Each entry below is to be extracted exactly.

Excerpted data:
———
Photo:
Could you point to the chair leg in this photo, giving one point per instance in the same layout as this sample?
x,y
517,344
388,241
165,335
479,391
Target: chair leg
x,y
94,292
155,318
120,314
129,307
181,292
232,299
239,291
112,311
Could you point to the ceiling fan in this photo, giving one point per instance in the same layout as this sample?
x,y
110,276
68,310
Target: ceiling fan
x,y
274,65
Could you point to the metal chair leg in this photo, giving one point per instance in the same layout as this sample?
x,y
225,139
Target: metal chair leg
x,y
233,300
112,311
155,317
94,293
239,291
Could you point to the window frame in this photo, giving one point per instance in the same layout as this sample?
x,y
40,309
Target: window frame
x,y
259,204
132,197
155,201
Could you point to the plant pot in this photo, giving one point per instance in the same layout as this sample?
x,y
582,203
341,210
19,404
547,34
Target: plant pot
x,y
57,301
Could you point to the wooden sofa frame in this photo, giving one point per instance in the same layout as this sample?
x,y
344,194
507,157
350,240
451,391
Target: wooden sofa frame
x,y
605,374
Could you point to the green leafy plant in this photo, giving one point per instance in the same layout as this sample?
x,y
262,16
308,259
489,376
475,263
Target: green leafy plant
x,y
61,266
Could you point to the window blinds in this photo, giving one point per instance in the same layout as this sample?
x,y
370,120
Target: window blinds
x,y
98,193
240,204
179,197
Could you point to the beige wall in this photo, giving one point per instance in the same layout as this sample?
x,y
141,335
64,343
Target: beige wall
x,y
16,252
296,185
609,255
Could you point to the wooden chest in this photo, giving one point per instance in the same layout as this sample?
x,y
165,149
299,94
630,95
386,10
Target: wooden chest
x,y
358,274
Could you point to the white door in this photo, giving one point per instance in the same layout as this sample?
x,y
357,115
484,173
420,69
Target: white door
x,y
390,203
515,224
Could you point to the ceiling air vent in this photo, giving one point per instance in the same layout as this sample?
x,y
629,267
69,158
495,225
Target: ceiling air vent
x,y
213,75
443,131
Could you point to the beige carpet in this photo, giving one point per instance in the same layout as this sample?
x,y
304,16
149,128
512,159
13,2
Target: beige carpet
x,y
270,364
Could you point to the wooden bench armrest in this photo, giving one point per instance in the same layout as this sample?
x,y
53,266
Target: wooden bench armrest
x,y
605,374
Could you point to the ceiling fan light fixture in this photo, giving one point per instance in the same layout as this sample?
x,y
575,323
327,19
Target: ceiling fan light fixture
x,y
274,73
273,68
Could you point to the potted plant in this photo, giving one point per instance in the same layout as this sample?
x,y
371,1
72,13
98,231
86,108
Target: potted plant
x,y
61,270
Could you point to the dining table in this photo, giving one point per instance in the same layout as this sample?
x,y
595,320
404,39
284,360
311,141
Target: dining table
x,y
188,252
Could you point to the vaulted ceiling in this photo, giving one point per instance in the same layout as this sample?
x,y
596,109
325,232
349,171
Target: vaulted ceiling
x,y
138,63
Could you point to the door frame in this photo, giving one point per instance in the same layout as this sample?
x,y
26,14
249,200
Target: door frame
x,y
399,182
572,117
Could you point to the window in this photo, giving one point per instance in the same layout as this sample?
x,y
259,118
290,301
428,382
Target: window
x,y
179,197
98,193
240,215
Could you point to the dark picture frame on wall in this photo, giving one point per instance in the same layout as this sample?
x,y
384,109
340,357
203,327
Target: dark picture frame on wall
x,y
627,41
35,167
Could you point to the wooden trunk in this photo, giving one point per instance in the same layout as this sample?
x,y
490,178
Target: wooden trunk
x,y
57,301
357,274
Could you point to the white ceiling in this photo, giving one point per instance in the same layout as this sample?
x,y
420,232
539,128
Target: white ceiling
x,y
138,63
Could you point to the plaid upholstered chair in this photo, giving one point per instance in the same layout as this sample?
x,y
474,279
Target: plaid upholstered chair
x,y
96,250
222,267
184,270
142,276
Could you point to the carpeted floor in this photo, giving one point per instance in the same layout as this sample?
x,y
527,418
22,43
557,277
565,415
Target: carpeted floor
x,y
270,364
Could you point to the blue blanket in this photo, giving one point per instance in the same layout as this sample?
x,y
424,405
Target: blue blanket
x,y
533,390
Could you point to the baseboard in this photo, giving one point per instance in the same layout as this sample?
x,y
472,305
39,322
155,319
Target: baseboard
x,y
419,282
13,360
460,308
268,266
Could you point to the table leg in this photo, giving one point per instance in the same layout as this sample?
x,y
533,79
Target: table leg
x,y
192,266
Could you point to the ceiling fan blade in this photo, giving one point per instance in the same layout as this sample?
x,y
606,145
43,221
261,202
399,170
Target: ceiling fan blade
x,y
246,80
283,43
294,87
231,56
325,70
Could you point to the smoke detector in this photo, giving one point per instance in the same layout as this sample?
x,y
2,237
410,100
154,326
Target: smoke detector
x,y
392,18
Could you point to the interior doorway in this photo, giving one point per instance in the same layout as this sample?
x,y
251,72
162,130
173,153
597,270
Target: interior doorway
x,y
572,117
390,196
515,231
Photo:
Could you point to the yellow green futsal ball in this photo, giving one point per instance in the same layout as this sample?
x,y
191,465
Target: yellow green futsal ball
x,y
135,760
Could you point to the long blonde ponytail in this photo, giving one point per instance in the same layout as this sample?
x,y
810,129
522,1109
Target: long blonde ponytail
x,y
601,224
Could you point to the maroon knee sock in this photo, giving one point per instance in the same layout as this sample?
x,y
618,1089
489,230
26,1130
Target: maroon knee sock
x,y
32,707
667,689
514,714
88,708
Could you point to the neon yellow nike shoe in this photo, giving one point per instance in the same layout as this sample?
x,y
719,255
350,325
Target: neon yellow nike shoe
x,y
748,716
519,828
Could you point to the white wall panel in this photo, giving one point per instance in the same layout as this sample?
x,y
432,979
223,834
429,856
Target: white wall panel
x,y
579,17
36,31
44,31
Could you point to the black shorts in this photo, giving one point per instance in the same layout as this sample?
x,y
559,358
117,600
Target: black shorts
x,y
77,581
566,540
———
Solution:
Photo:
Could you point to the chair leg in this photo, giving one point per instance in the same layout as this sample?
x,y
517,344
388,241
165,335
479,391
Target: chair leg
x,y
94,292
155,318
120,314
129,307
181,292
232,299
239,291
112,311
Could you point to the ceiling fan in this photo, giving one point per instance in the same layout as this sample?
x,y
110,276
68,310
Target: ceiling fan
x,y
274,65
Could you point to the metal chair leg in this photo, giving one point per instance in the same layout as this sample?
x,y
225,139
Target: metal chair leg
x,y
233,300
112,311
155,317
94,293
239,291
Could you point to the window frame in this photo, giving one point per instance in the same layout as this sample?
x,y
40,309
Target: window frame
x,y
259,204
132,197
155,201
Could you point to the plant pot in this photo, giving one point per instance in the same layout as this sample?
x,y
582,203
341,210
19,404
547,34
Target: plant pot
x,y
57,301
Could you point to the wooden sofa frame in this photo, giving one point per instance in the same layout as this sample?
x,y
344,194
507,157
350,240
451,391
Target: wooden sofa frame
x,y
605,374
Could you point to the green leafy plant in this photo, giving one point per instance in the same layout as this sample?
x,y
262,16
308,259
489,376
475,263
Target: green leafy plant
x,y
61,266
Could you point to the window blinds in this photo, giving one point per instance in the same layout as this sample?
x,y
370,120
Target: window blinds
x,y
98,193
240,204
179,197
Could you point to the beige wall in this photo, giving one point per instance in the same layout as this sample?
x,y
141,335
64,343
Target: beige wall
x,y
16,252
296,185
609,255
Could you point to the wooden chest in this photo, giving one point per instance in the same layout as this sample?
x,y
165,149
299,94
630,95
386,10
Target: wooden chest
x,y
358,274
Could you point to the white door in this photo, giving one point per instance in the same layout as this sample?
x,y
357,115
484,173
420,69
Target: white door
x,y
390,203
515,224
Could you point to the ceiling air vent in this photo, giving one point per instance in the same layout as this sample?
x,y
629,267
69,158
495,225
Target: ceiling air vent
x,y
213,75
443,131
Could you point to the beige carpet in this photo, giving one point per instance in the same layout as this sample?
x,y
304,16
149,128
512,159
13,2
Target: beige carpet
x,y
270,364
Could you point to the wooden bench armrest in this photo, giving one point per instance in the same layout as this sample?
x,y
53,266
Target: wooden bench armrest
x,y
605,374
Could you point to the ceiling fan light fixture in this photo, giving one point per instance in the same layout as this sample?
x,y
575,323
327,19
Target: ceiling fan light fixture
x,y
274,73
273,68
Could you point to the potted plant in this photo, giving one point per instance in the same layout as this sample?
x,y
371,1
72,13
98,231
86,108
Target: potted plant
x,y
61,270
Could you point to the dining table in this photo, giving one point per instance in the same layout as this sample?
x,y
595,320
404,39
284,360
311,141
Target: dining table
x,y
188,252
Could you point to the vaulted ceiling in this photo, giving one point per instance in the same layout as this sample?
x,y
596,109
325,232
349,171
Target: vaulted ceiling
x,y
138,63
Could you point to the door frame in this photo, giving one point per instance in the same layout as this sample?
x,y
26,14
249,200
Target: door frame
x,y
399,182
572,117
Could you point to the window in this photo, giving one point per instance in the same layout as this sample?
x,y
259,118
290,301
428,382
Target: window
x,y
179,197
98,193
240,215
Could you point to the dark picture frame on wall in this photo, giving one point per instance in the same layout as this sample?
x,y
384,109
340,357
203,327
Target: dark picture frame on wall
x,y
627,41
35,167
Could you point to the wooden trunk in this photo, giving one point per instance in the same layout as this sample?
x,y
490,178
Target: wooden trunk
x,y
57,301
357,274
Could you point to the white ceiling in this photo, giving one point per instance in the same layout as this sample?
x,y
420,232
539,128
Target: white ceiling
x,y
138,63
Could you point to the plaid upholstered chair in this photo, giving one point per instance in the same layout as this sample?
x,y
474,279
Target: plaid upholstered chair
x,y
96,250
222,267
184,270
142,276
Could you point to the carpeted floor in this photo, giving one point per instance in the same layout as this sample?
x,y
527,418
22,43
557,277
565,415
Target: carpeted floor
x,y
270,364
Could you point to the blue blanket in this photo, giving one point per instance in the same layout as this sample?
x,y
424,405
Target: blue blanket
x,y
533,390
Could you point to the baseboard in this photo, giving one point per instance in the same layout as this sample?
x,y
472,305
39,322
155,319
Target: baseboard
x,y
419,282
13,360
460,308
268,266
Could you point to the table leg in this photo, giving one point per instance in the same layout as this sample?
x,y
533,79
Target: table leg
x,y
192,266
Could you point to the ceiling fan blade in this photo, giving one point per instance in the same layout as this sample?
x,y
606,145
43,221
261,202
399,170
Target: ceiling fan blade
x,y
246,80
283,43
294,87
231,56
325,70
Could you point to the smoke detector in this photo, giving one point per instance in the same layout as this sample?
x,y
2,237
410,100
154,326
Target: smoke detector
x,y
392,18
Could you point to the interior doorway in this photo, giving one point per instance in the same layout as this sample?
x,y
251,72
162,130
173,153
597,270
Target: interior doorway
x,y
572,117
390,196
515,231
Photo:
Could you point to the yellow green futsal ball in this photo, giving one point per instance in the same layout as this sample?
x,y
191,465
Target: yellow green futsal ball
x,y
135,760
Could you point to the long blonde ponytail in this photo, giving one point per instance in the same layout as this sample?
x,y
810,129
522,1109
Target: long blonde ponytail
x,y
601,224
Could you point to the maroon knee sock in this photo, giving one point per instance in the same layout as this sample?
x,y
618,1089
489,230
26,1130
Target: maroon knee sock
x,y
32,707
667,689
514,714
88,708
Could you point to the neon yellow nike shoe in this photo, giving one point per instance in the same layout as this sample?
x,y
719,255
350,325
Target: neon yellow nike shoe
x,y
748,716
519,828
Could you point to the white wall panel in this photo, giving one point per instance in the same layout as this sample?
x,y
432,979
223,834
429,856
Target: white wall panel
x,y
579,17
36,31
44,31
Could you point to the black shorts in this photo, giving one point per instance in the same layout as this sample?
x,y
559,358
117,600
Target: black shorts
x,y
77,581
566,540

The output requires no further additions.